» Given instruction a:
According to the article on Sonali Joshi, which two television serials did she work in in 2019?

— Start of Selection —

- Born: May 29
- Occupation: Actress
- Years active: 2001–present

= Sonali Joshi =

Indian actress

Sonali Joshi is an Indian actress who has worked predominantly in Bhojpuri films alongside Telugu, Kannada and Hindi films and television. She has worked in films like Pratigya and Rangli Chunariya Tohre Naam.

== Career ==
She started her career with non-Bhojpuri films such as Subbu (Telugu) in 2001 and Xcuse Me (Hindi) in 2003. Later, she started her Bhojpuri career by working in Bhojpuri films such as Rangli Chunariya Tohre Naam (2006) and Pratigya (2008). Then, she started working in South Indian films. She did got as success as she got in Bhojpuri in South Indian film and it led to decline in her career. Later, she also worked in television serials such as Kumkum Bhagya and Yeh Rishtey Hain Pyaar Ke in 2019.

— End of Selection —

» Given instruction b:
In the rows, reproduce only the lines from the one containing "One marker belongs on each instance of the lamp shade." through the one containing "[(146, 74)]", replacing "tile floor" with "tiled floor" and leaving everything else unchanged.

— Start of Input —

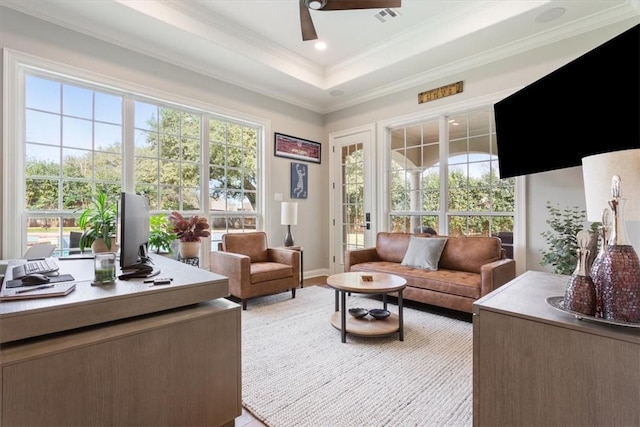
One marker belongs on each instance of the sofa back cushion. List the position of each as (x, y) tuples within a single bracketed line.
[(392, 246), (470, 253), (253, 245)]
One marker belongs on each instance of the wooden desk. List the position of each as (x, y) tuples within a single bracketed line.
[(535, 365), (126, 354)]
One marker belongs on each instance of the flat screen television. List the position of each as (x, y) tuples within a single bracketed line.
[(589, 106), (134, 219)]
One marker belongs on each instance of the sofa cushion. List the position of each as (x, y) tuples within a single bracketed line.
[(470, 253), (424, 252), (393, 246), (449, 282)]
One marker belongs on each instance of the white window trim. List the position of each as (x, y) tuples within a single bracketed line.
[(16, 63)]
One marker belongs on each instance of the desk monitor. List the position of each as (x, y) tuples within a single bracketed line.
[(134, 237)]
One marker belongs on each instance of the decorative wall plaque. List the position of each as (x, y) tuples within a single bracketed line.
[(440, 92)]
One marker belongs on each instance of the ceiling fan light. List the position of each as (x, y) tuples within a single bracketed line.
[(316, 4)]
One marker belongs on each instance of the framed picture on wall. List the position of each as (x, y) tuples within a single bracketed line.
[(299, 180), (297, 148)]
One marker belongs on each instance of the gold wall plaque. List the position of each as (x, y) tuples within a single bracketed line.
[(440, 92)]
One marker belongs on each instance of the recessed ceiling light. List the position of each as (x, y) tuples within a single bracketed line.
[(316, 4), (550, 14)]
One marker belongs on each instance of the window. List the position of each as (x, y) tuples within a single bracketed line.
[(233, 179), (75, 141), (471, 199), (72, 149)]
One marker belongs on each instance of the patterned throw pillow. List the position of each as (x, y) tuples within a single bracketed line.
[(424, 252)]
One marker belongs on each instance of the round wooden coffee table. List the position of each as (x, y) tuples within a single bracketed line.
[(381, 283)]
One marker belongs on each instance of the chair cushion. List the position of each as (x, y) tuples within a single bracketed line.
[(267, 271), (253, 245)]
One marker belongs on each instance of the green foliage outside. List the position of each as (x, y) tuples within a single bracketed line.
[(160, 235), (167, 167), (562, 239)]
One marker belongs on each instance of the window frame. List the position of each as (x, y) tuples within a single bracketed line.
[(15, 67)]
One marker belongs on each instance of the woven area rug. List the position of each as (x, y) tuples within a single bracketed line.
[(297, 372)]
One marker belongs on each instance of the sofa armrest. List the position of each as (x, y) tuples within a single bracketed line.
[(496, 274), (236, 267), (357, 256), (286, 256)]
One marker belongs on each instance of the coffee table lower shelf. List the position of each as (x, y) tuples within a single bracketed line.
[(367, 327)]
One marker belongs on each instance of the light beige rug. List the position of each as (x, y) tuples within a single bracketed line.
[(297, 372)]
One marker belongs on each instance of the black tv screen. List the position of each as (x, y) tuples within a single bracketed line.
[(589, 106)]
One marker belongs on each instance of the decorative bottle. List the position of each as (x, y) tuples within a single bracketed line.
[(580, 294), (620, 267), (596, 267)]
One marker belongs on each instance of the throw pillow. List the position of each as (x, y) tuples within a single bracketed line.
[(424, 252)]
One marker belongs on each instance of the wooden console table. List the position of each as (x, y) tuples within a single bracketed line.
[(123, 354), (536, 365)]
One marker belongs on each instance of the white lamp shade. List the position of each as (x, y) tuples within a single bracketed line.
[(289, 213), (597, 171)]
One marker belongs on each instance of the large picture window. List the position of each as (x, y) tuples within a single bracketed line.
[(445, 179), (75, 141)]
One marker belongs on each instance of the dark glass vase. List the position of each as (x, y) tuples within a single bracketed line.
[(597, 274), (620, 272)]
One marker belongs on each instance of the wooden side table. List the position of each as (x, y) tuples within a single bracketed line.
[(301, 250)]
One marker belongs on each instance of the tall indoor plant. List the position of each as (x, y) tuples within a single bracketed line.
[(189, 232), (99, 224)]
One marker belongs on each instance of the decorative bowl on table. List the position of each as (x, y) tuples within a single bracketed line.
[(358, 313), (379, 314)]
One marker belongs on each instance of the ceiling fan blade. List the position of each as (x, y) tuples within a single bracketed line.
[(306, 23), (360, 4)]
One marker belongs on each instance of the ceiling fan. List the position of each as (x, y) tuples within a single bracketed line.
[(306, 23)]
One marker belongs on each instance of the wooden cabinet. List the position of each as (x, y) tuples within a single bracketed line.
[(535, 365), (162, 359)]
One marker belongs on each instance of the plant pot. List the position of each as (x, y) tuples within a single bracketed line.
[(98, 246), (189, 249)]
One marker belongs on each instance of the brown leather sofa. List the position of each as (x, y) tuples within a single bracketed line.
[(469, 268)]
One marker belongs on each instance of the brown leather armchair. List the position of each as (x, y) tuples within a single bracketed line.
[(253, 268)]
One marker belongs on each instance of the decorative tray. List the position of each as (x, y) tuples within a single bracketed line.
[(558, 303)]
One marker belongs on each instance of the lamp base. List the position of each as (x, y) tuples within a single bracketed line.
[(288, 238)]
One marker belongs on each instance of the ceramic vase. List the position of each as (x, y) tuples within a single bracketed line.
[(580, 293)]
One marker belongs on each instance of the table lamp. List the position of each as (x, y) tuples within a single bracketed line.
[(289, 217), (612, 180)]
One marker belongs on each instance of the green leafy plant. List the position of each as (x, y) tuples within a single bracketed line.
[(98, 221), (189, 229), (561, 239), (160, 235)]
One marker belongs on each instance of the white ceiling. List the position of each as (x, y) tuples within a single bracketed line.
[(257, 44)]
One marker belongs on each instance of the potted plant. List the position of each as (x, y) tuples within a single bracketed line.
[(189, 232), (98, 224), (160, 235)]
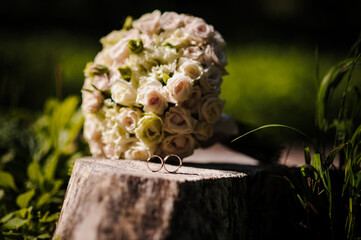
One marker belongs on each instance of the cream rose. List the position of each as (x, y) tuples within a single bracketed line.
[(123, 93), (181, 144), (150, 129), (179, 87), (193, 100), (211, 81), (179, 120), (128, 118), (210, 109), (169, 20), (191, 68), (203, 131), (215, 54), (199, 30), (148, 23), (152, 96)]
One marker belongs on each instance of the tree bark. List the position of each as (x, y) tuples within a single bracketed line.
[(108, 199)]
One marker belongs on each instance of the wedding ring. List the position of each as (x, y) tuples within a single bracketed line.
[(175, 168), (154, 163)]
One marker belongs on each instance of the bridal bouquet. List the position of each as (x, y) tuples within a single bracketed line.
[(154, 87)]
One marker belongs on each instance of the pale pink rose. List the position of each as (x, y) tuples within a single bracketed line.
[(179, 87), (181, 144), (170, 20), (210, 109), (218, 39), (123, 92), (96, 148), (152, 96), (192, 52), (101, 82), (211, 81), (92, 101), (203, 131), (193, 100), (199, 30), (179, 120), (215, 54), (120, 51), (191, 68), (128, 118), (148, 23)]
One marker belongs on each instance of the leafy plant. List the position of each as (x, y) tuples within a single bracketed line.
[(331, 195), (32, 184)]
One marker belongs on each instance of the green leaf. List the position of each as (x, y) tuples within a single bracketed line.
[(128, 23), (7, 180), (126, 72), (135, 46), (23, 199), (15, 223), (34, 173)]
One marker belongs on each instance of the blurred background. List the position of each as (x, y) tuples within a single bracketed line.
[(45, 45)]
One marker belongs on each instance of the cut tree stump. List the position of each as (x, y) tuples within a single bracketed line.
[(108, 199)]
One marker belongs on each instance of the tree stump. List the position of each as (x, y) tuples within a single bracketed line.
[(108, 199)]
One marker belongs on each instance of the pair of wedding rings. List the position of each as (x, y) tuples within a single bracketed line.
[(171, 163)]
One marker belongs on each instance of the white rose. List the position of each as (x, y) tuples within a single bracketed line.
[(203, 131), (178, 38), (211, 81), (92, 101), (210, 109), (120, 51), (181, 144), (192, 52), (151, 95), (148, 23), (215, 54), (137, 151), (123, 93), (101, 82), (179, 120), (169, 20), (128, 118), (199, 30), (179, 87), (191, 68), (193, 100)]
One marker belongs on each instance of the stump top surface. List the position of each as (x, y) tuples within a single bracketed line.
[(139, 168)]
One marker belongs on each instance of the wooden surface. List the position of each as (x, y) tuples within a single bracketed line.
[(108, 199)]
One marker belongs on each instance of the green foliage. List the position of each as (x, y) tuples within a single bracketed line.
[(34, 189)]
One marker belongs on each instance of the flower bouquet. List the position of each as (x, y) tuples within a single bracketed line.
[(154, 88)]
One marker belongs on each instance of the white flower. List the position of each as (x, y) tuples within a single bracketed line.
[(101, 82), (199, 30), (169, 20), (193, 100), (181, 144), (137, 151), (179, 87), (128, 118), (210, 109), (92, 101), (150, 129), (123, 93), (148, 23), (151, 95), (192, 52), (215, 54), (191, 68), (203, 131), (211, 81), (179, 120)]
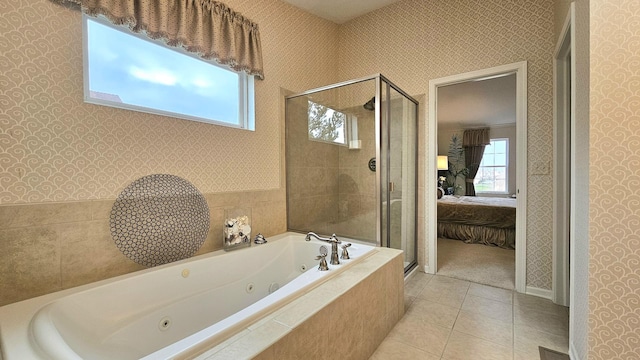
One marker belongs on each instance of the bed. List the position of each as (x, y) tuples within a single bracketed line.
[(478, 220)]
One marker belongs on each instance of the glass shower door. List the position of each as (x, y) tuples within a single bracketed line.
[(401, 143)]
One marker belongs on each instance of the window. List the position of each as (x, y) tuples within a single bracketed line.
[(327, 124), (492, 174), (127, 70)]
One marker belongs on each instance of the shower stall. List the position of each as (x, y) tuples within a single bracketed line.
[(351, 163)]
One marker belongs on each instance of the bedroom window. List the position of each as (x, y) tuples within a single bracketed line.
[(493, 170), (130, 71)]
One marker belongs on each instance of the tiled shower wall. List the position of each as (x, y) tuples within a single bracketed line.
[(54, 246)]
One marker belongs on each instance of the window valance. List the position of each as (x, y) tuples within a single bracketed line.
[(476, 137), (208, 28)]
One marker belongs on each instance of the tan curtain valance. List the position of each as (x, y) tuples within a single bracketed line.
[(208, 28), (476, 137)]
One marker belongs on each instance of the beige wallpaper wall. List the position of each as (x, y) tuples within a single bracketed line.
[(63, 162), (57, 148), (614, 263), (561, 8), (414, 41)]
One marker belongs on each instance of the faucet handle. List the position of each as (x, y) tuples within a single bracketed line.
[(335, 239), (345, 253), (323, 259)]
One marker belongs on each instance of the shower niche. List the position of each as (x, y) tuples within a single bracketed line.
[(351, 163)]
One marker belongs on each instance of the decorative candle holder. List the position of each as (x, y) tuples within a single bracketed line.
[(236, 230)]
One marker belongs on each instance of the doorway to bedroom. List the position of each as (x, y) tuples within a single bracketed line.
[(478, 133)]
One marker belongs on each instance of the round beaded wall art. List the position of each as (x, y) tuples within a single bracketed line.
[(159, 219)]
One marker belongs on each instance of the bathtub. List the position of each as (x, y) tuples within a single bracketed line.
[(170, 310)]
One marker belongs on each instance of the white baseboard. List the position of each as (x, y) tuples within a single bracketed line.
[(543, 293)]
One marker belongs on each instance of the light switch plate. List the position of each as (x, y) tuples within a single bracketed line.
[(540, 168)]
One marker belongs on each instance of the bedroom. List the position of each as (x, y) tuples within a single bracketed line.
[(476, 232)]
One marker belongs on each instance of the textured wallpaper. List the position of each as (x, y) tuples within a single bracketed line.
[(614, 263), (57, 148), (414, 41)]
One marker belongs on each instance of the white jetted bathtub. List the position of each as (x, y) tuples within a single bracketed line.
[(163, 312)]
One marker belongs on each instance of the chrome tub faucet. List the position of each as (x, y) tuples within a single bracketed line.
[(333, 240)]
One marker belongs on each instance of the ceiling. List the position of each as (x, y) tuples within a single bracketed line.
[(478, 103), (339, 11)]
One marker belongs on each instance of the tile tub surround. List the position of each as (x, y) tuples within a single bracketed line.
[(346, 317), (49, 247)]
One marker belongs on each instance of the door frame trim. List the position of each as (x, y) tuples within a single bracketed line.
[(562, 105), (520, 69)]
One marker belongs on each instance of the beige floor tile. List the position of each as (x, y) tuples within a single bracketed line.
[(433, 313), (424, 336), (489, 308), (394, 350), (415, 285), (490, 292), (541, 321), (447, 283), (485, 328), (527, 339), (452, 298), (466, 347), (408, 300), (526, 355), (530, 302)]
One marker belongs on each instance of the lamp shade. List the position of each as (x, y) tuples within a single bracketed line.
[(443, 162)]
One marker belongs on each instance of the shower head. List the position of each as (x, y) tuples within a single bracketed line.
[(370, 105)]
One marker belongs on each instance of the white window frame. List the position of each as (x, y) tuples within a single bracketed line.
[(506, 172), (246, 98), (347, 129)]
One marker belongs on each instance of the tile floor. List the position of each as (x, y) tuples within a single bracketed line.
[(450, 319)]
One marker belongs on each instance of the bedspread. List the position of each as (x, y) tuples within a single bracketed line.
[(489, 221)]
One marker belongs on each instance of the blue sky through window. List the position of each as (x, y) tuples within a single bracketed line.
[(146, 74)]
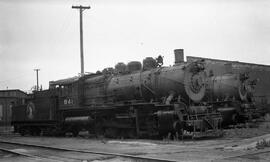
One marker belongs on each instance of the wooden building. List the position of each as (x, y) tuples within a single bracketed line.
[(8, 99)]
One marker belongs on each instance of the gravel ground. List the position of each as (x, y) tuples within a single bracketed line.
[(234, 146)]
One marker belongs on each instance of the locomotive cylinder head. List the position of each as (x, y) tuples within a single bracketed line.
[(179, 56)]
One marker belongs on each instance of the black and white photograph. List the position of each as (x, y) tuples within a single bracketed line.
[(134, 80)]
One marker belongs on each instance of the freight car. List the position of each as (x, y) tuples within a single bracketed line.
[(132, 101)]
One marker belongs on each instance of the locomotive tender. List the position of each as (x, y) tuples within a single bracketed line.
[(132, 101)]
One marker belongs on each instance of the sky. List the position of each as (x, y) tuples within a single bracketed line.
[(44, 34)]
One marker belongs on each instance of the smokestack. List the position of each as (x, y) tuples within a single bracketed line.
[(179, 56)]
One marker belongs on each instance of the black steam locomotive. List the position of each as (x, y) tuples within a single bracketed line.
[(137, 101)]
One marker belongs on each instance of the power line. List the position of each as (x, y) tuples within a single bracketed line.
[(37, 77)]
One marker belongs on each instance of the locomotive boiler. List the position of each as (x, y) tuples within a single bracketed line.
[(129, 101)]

— End of Input —

» Correct response a:
Kumkum Bhagya and Yeh Rishtey Hain Pyaar Ke.

» Correct response b:
One marker belongs on each instance of the lamp shade. List the position of each as (x, y) tuples within a single bracketed line.
[(443, 162)]
One marker belongs on each instance of the shower head. List the position of each as (x, y) tuples within a single bracketed line.
[(370, 105)]
One marker belongs on each instance of the white window frame. List the position of each as (x, y) tuples within a single bracketed line.
[(506, 172), (246, 98), (347, 129)]
One marker belongs on each instance of the tiled floor. List the position of each as (x, y) tuples within a single bracketed line.
[(450, 319)]
One marker belongs on each instance of the bedspread. List the position of each as (x, y) tuples within a single bracketed line.
[(489, 221)]
One marker belongs on each instance of the blue sky through window. List the position of each as (x, y) tuples within a single bracketed line.
[(146, 74)]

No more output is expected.